Which lines below contain the string "match", with case counting? Return each of those lines in full.

-- Start of Supplied records --

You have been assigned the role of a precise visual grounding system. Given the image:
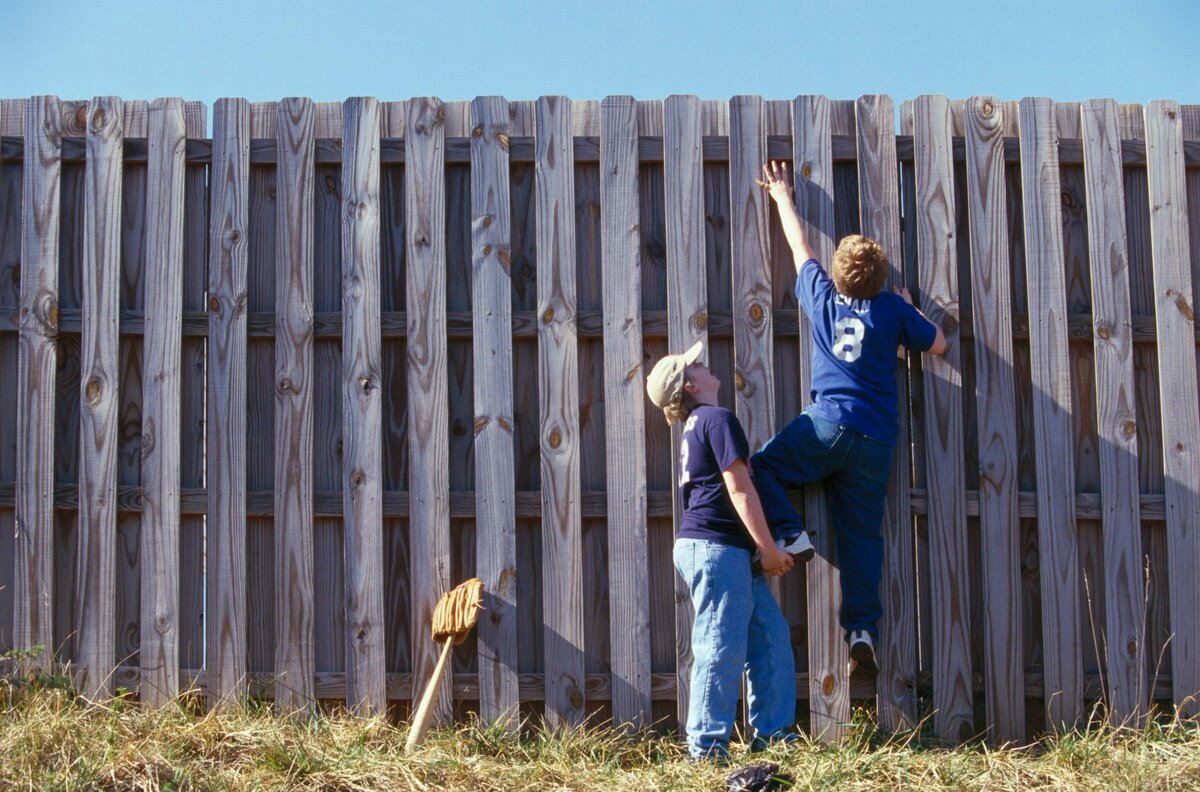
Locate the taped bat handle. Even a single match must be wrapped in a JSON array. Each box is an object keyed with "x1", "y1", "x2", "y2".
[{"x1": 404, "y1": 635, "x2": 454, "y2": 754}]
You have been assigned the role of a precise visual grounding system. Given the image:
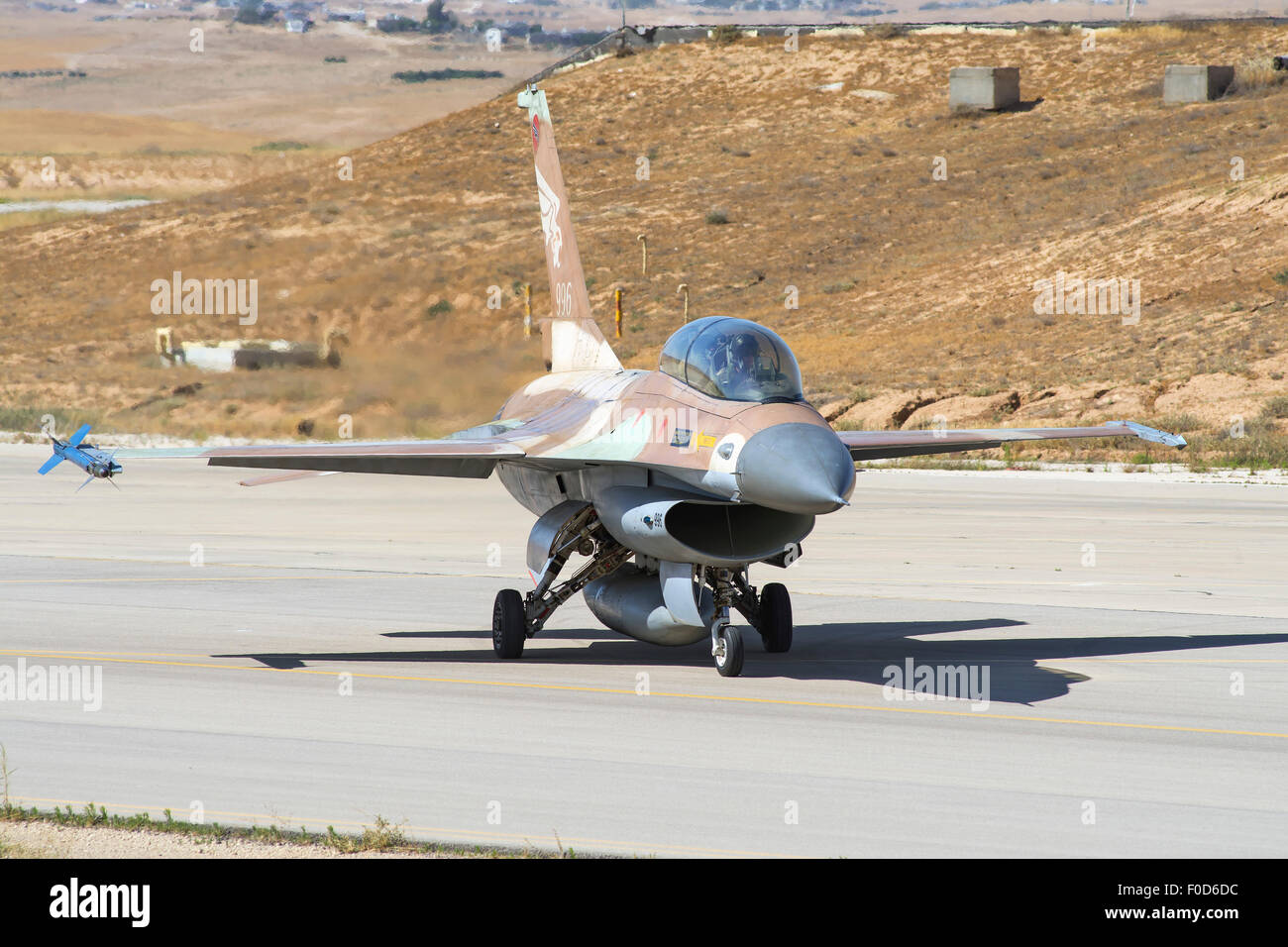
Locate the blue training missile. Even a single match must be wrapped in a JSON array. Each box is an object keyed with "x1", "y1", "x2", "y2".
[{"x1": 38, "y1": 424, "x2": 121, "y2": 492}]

-- End of Supplied records --
-- Start of Supplied records --

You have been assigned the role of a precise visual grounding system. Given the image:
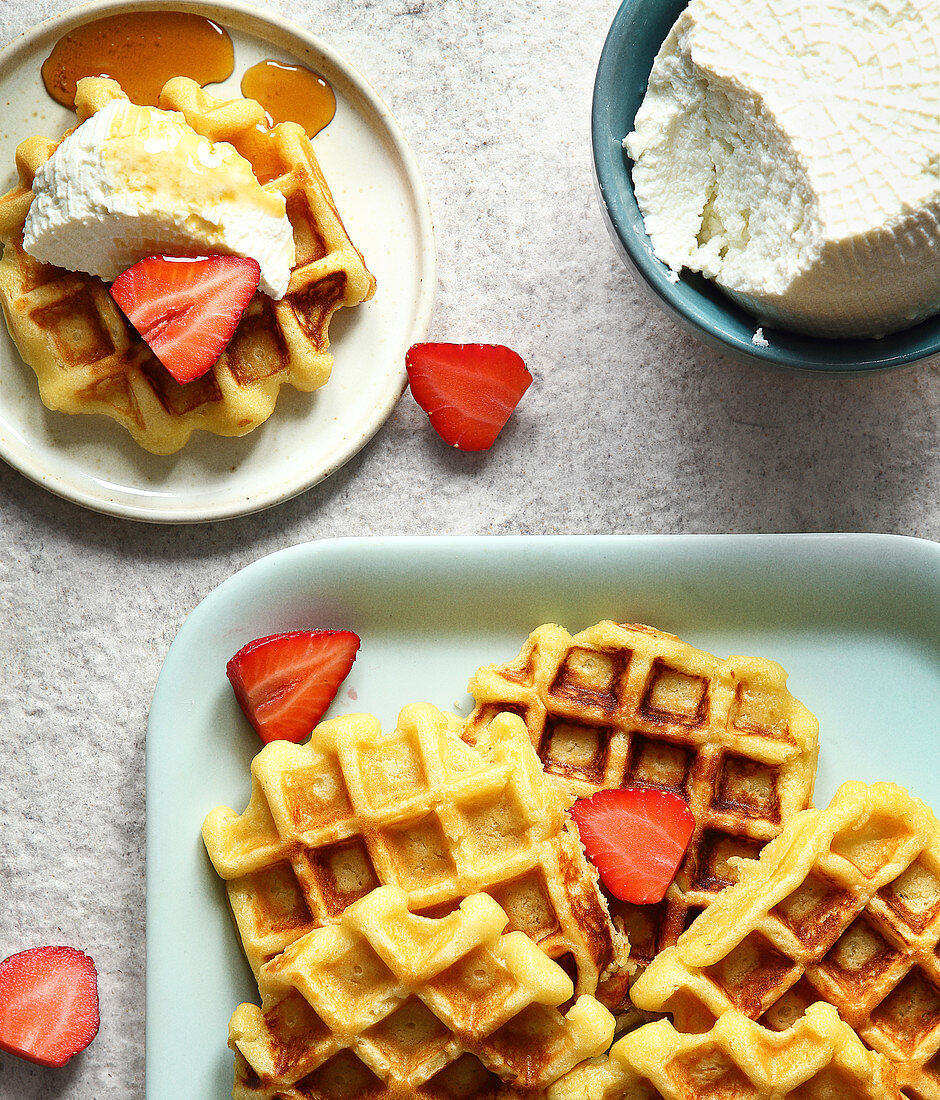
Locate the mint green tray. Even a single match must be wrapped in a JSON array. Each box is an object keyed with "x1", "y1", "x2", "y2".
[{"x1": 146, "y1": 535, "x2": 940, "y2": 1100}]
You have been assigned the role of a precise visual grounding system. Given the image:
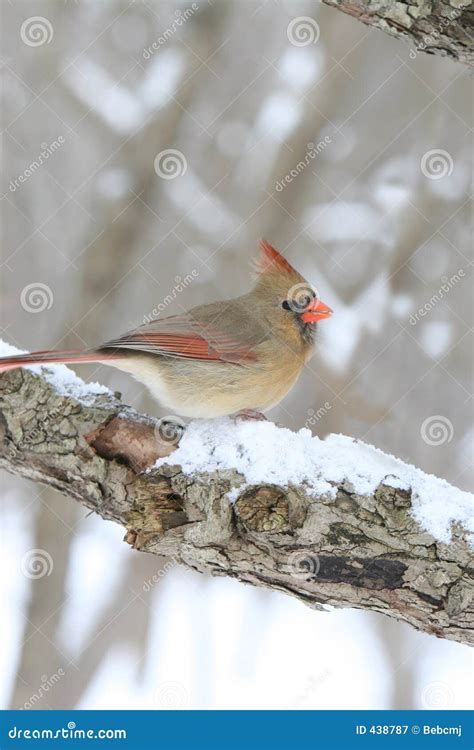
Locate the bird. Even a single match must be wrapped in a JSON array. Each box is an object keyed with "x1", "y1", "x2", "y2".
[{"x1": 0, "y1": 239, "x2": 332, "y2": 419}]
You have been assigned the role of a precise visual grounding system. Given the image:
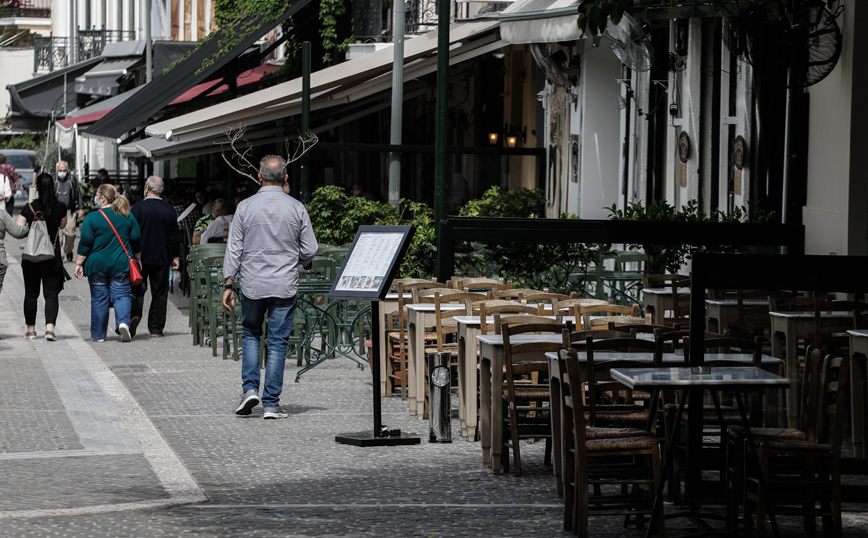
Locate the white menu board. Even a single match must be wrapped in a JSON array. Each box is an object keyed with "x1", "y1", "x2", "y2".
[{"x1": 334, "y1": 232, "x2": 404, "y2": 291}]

-- End of Supplied records --

# Result for this task:
Locate the taped bat handle. Even a single match must be wrapped in a JSON array. Each box is an object keyed with "x1", "y1", "x2", "y2".
Locate the blue training missile. Even a single match must be wrapped in a JSON array. Each box is an object keyed with "x1", "y1", "x2", "y2".
Locate the mint green tray. Even a single match must be wrapped in a JSON array. Each box is an object keyed with "x1", "y1", "x2", "y2".
Locate the bird. Even a single match must be wrapped in a JSON array. Each box is an object keyed with "x1", "y1", "x2", "y2".
Locate the white menu board. Even a single match must be wrapped in a JSON array. Each box is an object keyed with "x1", "y1", "x2", "y2".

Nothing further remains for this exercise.